* **Activity**
Everything in the records must appear again exactly, except the images.

Content starts

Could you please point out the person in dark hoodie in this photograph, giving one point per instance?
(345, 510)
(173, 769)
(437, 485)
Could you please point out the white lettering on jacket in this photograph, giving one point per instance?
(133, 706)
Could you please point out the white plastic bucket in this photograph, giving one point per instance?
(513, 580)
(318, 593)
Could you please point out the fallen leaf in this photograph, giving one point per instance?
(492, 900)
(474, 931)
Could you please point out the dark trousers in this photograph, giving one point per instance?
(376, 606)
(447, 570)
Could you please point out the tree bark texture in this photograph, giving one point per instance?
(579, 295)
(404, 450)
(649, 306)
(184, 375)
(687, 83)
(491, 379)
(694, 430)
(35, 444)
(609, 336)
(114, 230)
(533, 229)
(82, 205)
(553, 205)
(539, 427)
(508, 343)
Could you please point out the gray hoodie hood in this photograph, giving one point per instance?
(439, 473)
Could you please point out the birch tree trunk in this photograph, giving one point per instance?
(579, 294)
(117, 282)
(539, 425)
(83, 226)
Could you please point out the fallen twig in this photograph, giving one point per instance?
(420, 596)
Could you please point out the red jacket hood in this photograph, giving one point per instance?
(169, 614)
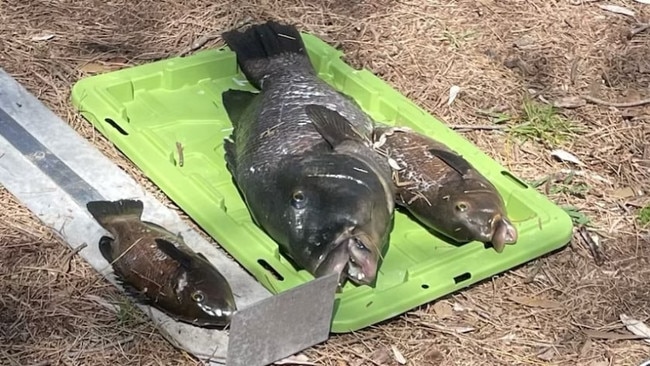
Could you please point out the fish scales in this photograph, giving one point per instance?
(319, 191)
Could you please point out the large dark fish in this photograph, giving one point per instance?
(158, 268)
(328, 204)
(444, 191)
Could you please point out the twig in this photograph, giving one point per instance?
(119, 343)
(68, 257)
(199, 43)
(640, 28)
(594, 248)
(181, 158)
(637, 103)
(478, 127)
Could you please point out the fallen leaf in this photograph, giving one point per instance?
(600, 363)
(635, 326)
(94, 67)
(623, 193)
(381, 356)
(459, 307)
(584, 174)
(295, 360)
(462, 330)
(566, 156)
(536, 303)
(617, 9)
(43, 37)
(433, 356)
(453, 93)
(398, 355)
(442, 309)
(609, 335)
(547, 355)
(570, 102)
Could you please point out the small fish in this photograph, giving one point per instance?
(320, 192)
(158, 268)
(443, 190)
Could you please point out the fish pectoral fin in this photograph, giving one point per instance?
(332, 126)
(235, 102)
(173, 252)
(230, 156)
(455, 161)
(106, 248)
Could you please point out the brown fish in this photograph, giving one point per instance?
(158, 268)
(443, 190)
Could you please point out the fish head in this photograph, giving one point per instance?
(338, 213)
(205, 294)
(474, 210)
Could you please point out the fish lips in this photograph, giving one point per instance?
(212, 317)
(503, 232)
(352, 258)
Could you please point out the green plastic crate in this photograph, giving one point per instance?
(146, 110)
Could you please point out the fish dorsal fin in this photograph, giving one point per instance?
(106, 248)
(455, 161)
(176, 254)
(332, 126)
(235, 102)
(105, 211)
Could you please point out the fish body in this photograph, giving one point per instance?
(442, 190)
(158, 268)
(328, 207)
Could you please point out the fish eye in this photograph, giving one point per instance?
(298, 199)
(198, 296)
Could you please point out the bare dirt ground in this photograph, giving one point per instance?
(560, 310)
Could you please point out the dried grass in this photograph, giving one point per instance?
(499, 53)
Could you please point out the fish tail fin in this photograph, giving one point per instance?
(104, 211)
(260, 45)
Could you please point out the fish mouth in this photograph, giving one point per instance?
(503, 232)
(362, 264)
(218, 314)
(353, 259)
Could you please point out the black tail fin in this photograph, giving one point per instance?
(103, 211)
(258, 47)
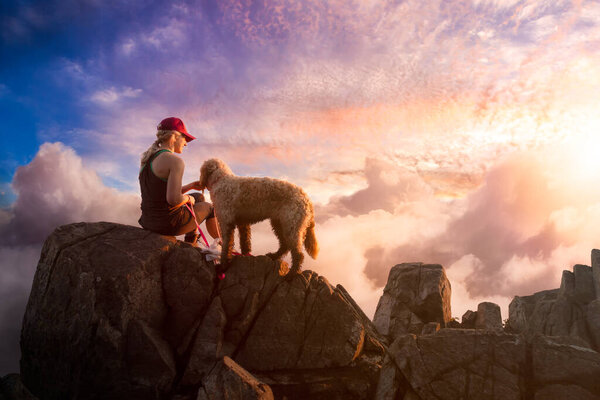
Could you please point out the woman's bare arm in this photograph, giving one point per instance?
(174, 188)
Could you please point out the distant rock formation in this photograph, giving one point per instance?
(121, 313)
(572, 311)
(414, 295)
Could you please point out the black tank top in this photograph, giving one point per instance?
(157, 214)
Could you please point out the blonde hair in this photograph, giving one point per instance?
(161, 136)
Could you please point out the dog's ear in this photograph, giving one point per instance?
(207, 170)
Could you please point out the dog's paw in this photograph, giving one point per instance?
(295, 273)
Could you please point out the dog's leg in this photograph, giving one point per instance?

Content ends

* **Task answer**
Could you please point out the person in dark hoodie in this photograph, giving one point per instance?
(345, 510)
(173, 769)
(437, 485)
Could you please point out the white lettering on jacket in this photograph, giving one point per instance?
(133, 706)
Could you please point out the white plastic bucket in this photograph, giving one point per instance?
(513, 580)
(318, 593)
Could you please point out the fallen leaf in this photograph, giving one point per instance?
(492, 900)
(474, 931)
Could you please point out the dark trousers in this photograph, giving one point per instance?
(376, 606)
(447, 570)
Could you please point out the tree bark texture in this photograph, giving one point per instance?
(579, 295)
(404, 450)
(649, 306)
(184, 375)
(687, 83)
(491, 379)
(694, 430)
(35, 444)
(609, 336)
(114, 230)
(533, 229)
(82, 205)
(553, 205)
(539, 427)
(508, 343)
Could you please point out the gray hoodie hood in this photograph, giving one point per instance?
(439, 473)
Could you please point out the birch tree trunk in this photograph, giving one point per instance?
(579, 294)
(117, 282)
(539, 425)
(83, 226)
Could you please point out the fallen twig in this photograph, giving one point per instance?
(420, 596)
Could you please point out the red jacket hood in this photograph, giving one point per instance?
(169, 614)
Could you please point out the fish scales in this photograph, giving one point per instance?
(319, 191)
Could you please point out the large dark fish in this photograph, giving one point per instance?
(158, 268)
(328, 204)
(444, 191)
Could you please point out the twig in this photograph, giving one point per instance?
(119, 343)
(68, 257)
(199, 43)
(640, 28)
(594, 248)
(181, 158)
(637, 103)
(478, 127)
Could you please point out the fallen leaf in this photograph, giving one point per instance?
(600, 363)
(635, 326)
(94, 67)
(623, 193)
(381, 356)
(459, 307)
(584, 174)
(295, 360)
(462, 330)
(566, 156)
(536, 303)
(617, 9)
(43, 37)
(433, 356)
(453, 93)
(398, 355)
(442, 309)
(609, 335)
(547, 355)
(570, 102)
Could you please point out the small fish in this photograph, giving one point per instance?
(320, 192)
(158, 268)
(443, 190)
Could you please point out the fish pectoral fin in this photograph, giving one point per instance?
(332, 126)
(235, 102)
(173, 252)
(230, 156)
(455, 161)
(106, 248)
Could you please point out the brown fish in this photograph, giving one point per instance?
(158, 268)
(443, 190)
Could you please point out the fish head in this photograph, giving one point per instance?
(338, 213)
(205, 294)
(474, 210)
Could you please point out the fish lips in this photograph, giving one point per instance?
(212, 317)
(503, 232)
(352, 258)
Could you please point out the green plastic crate in this photograph, giving one point per instance?
(146, 110)
Could you please point out the fish dorsal fin in this photograph, giving one point per instance?
(106, 248)
(455, 161)
(176, 254)
(332, 126)
(235, 102)
(105, 211)
Could you please point out the fish body in this photograph, giving one point per instance?
(442, 190)
(158, 268)
(328, 207)
Could you please point out the fish eye in this photograph, giving one point per instance?
(298, 199)
(198, 296)
Could you please point out the bare dirt ground in this photograph, giving one point per instance?
(560, 310)
Could you please point out the dried grass in this photograph, giving one point per instance?
(499, 53)
Could you please point out the fish tail fin in this photograph, giving one point per instance?
(104, 211)
(260, 45)
Could you please point out the fish mouth in this photograph, giving one point per instance?
(503, 232)
(362, 264)
(218, 314)
(353, 259)
Could you please point out the black tail fin in this photograph, giving one point per instance?
(103, 211)
(258, 47)
Could you please point out the woman's bare arm in this photograph, giving one point per instance?
(174, 188)
Could you please point out the distant rock formation in this photograph, giving one point per instance?
(121, 313)
(572, 311)
(414, 295)
Could you please point out the black tank top in this photograph, giving one point per instance?
(157, 214)
Could you please point out the blonde hair in this photograph, giving one point per instance?
(161, 136)
Could you please point out the dog's ear in this photograph, giving one point per instance?
(207, 170)
Could you please point out the dog's paw in this photograph, giving one point per instance?
(295, 273)
Could you please point out the dog's leg in this photograph, giving one point per instance?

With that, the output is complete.